#### What you need to do:
Return every line of the records that contains the word "ceiling", copying each line as it appears.
┌─ Dataset extract
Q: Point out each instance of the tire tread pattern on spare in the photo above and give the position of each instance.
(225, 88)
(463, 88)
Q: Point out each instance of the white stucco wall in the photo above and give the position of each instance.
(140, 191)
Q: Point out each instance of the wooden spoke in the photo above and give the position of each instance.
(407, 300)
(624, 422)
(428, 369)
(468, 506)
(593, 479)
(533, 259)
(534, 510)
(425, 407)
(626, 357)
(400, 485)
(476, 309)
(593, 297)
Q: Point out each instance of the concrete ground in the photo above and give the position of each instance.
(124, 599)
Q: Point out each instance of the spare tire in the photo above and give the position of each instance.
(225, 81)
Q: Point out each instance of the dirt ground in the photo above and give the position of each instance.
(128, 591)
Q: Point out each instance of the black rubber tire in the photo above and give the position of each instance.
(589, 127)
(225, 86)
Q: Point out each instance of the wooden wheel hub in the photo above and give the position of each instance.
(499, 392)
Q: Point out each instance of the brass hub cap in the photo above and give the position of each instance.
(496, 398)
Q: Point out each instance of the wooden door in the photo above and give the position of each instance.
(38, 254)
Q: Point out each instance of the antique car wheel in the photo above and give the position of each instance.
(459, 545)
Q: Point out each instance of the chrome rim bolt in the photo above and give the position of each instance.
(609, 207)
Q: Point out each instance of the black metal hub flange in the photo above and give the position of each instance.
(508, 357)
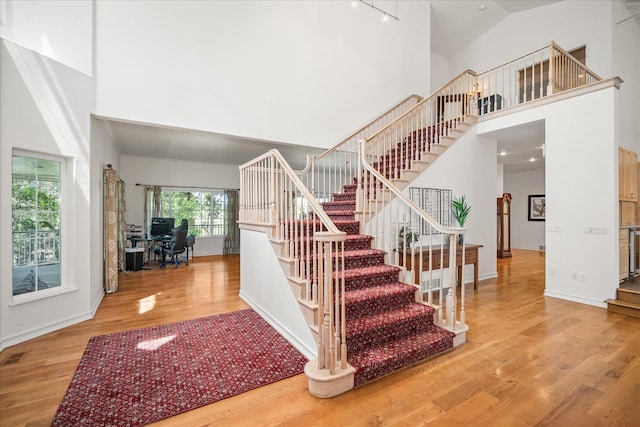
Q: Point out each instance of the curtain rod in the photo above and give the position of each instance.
(185, 186)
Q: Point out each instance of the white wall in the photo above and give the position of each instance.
(569, 23)
(154, 171)
(581, 175)
(45, 107)
(626, 64)
(61, 30)
(469, 168)
(525, 234)
(440, 74)
(304, 72)
(265, 288)
(104, 151)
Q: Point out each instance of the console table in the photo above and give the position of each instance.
(471, 257)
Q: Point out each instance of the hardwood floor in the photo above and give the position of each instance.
(528, 360)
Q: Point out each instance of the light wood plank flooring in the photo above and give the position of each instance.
(528, 360)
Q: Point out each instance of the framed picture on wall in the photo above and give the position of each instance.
(537, 208)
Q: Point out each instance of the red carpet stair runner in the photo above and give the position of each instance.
(387, 329)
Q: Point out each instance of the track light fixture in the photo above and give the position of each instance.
(385, 15)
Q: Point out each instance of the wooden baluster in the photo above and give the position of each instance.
(343, 311)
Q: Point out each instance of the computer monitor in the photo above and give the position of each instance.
(161, 226)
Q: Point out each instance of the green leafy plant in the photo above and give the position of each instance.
(461, 209)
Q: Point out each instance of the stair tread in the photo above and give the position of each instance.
(373, 292)
(359, 253)
(375, 270)
(363, 324)
(387, 357)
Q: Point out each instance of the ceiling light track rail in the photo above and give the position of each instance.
(386, 14)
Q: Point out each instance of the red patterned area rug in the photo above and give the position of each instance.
(137, 377)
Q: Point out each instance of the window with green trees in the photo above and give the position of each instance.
(36, 197)
(205, 210)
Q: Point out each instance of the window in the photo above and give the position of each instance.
(36, 198)
(205, 210)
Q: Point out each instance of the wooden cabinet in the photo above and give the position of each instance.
(623, 239)
(627, 175)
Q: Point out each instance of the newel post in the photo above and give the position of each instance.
(451, 295)
(360, 188)
(552, 69)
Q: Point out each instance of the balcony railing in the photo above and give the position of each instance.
(36, 247)
(540, 73)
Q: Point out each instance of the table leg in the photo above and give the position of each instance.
(475, 276)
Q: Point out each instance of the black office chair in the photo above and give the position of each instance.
(191, 240)
(174, 247)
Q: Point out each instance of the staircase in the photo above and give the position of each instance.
(627, 300)
(387, 329)
(342, 258)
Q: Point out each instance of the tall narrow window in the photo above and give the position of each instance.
(36, 196)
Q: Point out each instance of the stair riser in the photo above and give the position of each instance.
(368, 281)
(349, 227)
(359, 262)
(349, 245)
(379, 305)
(368, 373)
(344, 196)
(388, 332)
(349, 205)
(336, 217)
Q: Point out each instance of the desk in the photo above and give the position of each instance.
(471, 257)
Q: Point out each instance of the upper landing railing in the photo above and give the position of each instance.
(540, 73)
(273, 194)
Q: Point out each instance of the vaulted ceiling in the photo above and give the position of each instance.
(454, 25)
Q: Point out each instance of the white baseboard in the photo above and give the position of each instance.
(38, 332)
(96, 304)
(302, 348)
(575, 298)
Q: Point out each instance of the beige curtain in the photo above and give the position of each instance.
(232, 230)
(122, 227)
(152, 197)
(111, 213)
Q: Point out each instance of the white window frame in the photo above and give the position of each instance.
(66, 179)
(211, 225)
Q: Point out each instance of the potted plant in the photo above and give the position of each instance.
(461, 211)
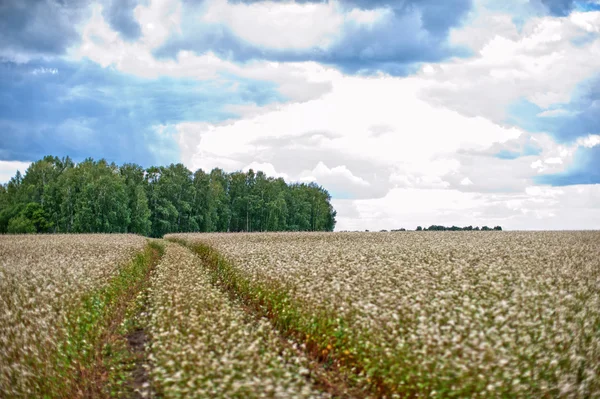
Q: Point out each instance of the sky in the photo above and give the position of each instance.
(409, 112)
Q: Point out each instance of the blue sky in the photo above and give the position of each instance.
(462, 112)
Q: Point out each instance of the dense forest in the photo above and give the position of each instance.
(59, 196)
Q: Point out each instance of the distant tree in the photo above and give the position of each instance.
(21, 225)
(57, 195)
(35, 213)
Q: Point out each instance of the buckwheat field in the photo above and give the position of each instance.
(49, 305)
(431, 314)
(301, 315)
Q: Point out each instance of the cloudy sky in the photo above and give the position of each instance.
(410, 112)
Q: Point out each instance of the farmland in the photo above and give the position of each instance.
(310, 315)
(431, 314)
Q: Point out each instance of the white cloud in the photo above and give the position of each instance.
(8, 169)
(279, 25)
(296, 81)
(427, 142)
(414, 149)
(537, 208)
(288, 25)
(589, 141)
(542, 63)
(466, 182)
(45, 71)
(368, 17)
(552, 113)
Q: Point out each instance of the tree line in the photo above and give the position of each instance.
(56, 195)
(456, 228)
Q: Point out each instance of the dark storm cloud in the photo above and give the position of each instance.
(411, 32)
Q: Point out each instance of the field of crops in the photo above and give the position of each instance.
(301, 315)
(54, 298)
(431, 314)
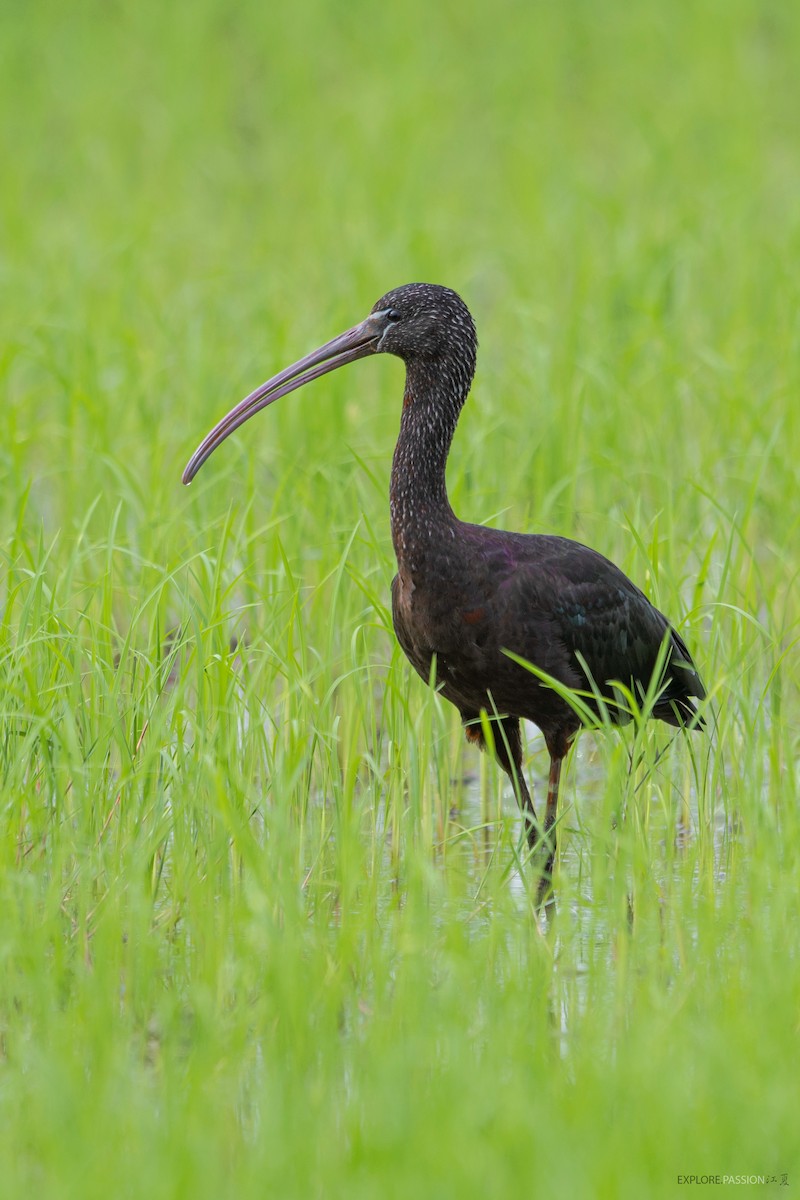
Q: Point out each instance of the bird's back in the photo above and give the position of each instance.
(555, 603)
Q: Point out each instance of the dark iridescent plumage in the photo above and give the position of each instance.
(464, 595)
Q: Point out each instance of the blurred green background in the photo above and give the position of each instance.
(263, 928)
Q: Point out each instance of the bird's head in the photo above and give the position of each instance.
(425, 324)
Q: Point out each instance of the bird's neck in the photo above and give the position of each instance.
(421, 516)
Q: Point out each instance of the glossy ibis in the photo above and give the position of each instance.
(463, 594)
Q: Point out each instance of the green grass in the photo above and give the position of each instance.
(263, 925)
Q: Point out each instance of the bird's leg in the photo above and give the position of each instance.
(507, 751)
(558, 748)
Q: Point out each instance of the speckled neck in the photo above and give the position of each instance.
(420, 510)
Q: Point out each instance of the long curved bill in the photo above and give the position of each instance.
(353, 345)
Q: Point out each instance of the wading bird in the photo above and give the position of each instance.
(467, 598)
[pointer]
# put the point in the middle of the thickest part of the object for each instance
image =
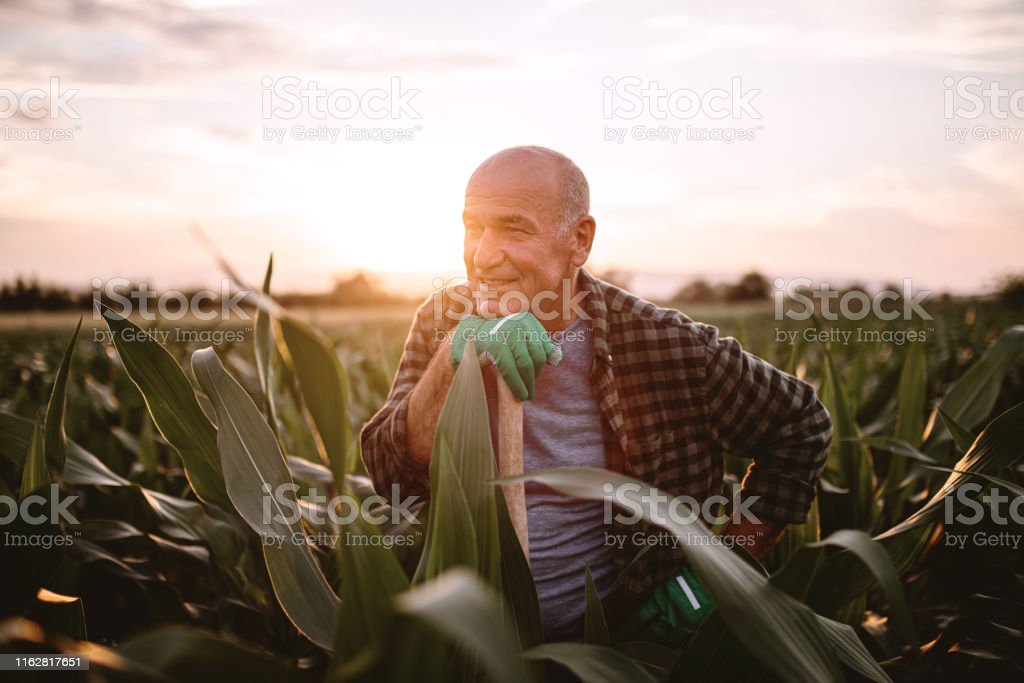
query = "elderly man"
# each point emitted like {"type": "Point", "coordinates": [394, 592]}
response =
{"type": "Point", "coordinates": [640, 389]}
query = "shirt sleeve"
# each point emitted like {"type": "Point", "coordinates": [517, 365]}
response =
{"type": "Point", "coordinates": [383, 439]}
{"type": "Point", "coordinates": [757, 411]}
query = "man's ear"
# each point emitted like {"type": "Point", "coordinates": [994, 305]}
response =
{"type": "Point", "coordinates": [582, 240]}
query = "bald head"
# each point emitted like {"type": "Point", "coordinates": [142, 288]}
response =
{"type": "Point", "coordinates": [557, 184]}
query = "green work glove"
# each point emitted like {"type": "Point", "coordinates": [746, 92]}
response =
{"type": "Point", "coordinates": [518, 344]}
{"type": "Point", "coordinates": [671, 613]}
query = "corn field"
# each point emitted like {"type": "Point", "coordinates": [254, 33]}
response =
{"type": "Point", "coordinates": [173, 573]}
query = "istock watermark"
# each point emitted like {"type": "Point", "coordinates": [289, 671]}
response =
{"type": "Point", "coordinates": [1001, 509]}
{"type": "Point", "coordinates": [29, 509]}
{"type": "Point", "coordinates": [458, 297]}
{"type": "Point", "coordinates": [678, 509]}
{"type": "Point", "coordinates": [127, 299]}
{"type": "Point", "coordinates": [38, 104]}
{"type": "Point", "coordinates": [970, 98]}
{"type": "Point", "coordinates": [291, 97]}
{"type": "Point", "coordinates": [797, 299]}
{"type": "Point", "coordinates": [282, 506]}
{"type": "Point", "coordinates": [633, 98]}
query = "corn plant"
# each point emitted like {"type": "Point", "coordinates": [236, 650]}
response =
{"type": "Point", "coordinates": [181, 525]}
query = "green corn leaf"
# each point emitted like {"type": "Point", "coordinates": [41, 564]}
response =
{"type": "Point", "coordinates": [522, 606]}
{"type": "Point", "coordinates": [325, 391]}
{"type": "Point", "coordinates": [849, 460]}
{"type": "Point", "coordinates": [971, 399]}
{"type": "Point", "coordinates": [173, 407]}
{"type": "Point", "coordinates": [784, 635]}
{"type": "Point", "coordinates": [36, 473]}
{"type": "Point", "coordinates": [55, 439]}
{"type": "Point", "coordinates": [875, 558]}
{"type": "Point", "coordinates": [464, 608]}
{"type": "Point", "coordinates": [462, 493]}
{"type": "Point", "coordinates": [595, 628]}
{"type": "Point", "coordinates": [962, 436]}
{"type": "Point", "coordinates": [265, 352]}
{"type": "Point", "coordinates": [188, 654]}
{"type": "Point", "coordinates": [253, 464]}
{"type": "Point", "coordinates": [371, 575]}
{"type": "Point", "coordinates": [912, 398]}
{"type": "Point", "coordinates": [842, 577]}
{"type": "Point", "coordinates": [592, 663]}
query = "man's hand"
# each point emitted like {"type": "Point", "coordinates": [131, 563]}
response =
{"type": "Point", "coordinates": [671, 613]}
{"type": "Point", "coordinates": [518, 344]}
{"type": "Point", "coordinates": [675, 608]}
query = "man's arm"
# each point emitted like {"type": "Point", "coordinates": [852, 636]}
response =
{"type": "Point", "coordinates": [758, 411]}
{"type": "Point", "coordinates": [426, 401]}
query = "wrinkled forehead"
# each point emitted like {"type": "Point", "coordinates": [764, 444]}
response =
{"type": "Point", "coordinates": [514, 181]}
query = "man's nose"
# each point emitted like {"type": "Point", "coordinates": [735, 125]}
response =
{"type": "Point", "coordinates": [488, 253]}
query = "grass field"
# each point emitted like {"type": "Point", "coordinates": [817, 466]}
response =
{"type": "Point", "coordinates": [164, 542]}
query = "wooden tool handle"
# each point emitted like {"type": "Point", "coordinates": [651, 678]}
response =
{"type": "Point", "coordinates": [510, 461]}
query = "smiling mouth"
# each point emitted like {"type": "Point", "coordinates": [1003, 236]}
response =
{"type": "Point", "coordinates": [494, 283]}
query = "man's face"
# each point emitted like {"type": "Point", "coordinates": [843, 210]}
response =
{"type": "Point", "coordinates": [511, 243]}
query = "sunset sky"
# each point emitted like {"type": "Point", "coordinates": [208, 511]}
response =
{"type": "Point", "coordinates": [849, 175]}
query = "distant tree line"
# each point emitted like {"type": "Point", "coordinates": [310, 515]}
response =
{"type": "Point", "coordinates": [29, 294]}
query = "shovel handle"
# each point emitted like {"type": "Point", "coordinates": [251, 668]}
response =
{"type": "Point", "coordinates": [510, 461]}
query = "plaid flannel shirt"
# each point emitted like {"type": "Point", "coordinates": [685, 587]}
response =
{"type": "Point", "coordinates": [674, 396]}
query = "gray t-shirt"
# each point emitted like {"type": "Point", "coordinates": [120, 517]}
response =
{"type": "Point", "coordinates": [562, 428]}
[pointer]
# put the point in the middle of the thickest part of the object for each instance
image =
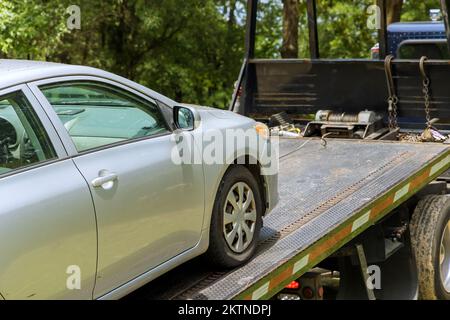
└─
#### Completed task:
Q: Point out each instance of the ceiling light track rail in the photo above and give the position of each instance.
Q: Point out each instance of the vaulted ceiling in the photo above and give the position of each instance.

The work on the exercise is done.